The line that contains "the bird's body" and all lines following it to the end of the data below: set these down exactly, and nothing besides.

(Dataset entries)
##########

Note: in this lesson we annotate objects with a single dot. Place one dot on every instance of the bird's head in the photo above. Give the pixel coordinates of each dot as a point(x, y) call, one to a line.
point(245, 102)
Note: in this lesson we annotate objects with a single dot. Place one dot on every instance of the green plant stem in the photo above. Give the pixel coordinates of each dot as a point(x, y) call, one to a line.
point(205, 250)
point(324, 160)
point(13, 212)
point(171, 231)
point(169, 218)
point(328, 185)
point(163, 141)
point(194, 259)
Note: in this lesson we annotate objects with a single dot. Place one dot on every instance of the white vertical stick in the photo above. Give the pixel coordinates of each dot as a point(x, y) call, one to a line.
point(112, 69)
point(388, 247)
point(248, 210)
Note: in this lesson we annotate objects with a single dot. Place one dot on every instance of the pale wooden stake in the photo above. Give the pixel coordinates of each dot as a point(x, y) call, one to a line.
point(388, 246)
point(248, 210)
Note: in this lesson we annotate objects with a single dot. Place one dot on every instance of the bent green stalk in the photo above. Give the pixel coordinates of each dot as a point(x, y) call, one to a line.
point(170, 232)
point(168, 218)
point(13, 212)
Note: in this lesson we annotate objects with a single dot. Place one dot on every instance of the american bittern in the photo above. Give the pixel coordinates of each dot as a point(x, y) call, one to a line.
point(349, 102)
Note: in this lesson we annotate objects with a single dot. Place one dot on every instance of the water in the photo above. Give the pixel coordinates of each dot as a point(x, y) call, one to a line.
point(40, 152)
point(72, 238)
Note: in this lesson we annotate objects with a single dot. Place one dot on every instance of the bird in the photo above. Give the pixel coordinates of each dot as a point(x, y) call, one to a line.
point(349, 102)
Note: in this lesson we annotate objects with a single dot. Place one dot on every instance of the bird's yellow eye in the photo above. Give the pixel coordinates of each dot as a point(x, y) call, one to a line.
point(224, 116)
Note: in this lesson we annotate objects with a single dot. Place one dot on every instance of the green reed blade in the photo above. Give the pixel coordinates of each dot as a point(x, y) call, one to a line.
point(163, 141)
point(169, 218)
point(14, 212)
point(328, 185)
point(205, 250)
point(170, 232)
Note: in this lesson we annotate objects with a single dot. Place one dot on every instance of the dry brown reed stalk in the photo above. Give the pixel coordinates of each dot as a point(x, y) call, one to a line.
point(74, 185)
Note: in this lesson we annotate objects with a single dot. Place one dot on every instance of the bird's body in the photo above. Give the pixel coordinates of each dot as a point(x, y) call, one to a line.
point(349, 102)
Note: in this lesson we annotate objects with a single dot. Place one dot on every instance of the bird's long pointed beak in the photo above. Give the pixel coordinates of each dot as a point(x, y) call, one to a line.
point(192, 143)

##########

▶ **ANSWER BOX**
Note: in this lesson we annotate objects with a single dot. Place one dot on every instance of the bird's body in the photo above. Give the pixel coordinates of each dot as a point(x, y) call, one to a line.
point(349, 102)
Note: in this lesson we annotate objects with a single dot. Place one dot on every instance of the bird's long pointed beak in the photo above. Give the pixel coordinates of each dot as a point(x, y) call, one to a line.
point(192, 143)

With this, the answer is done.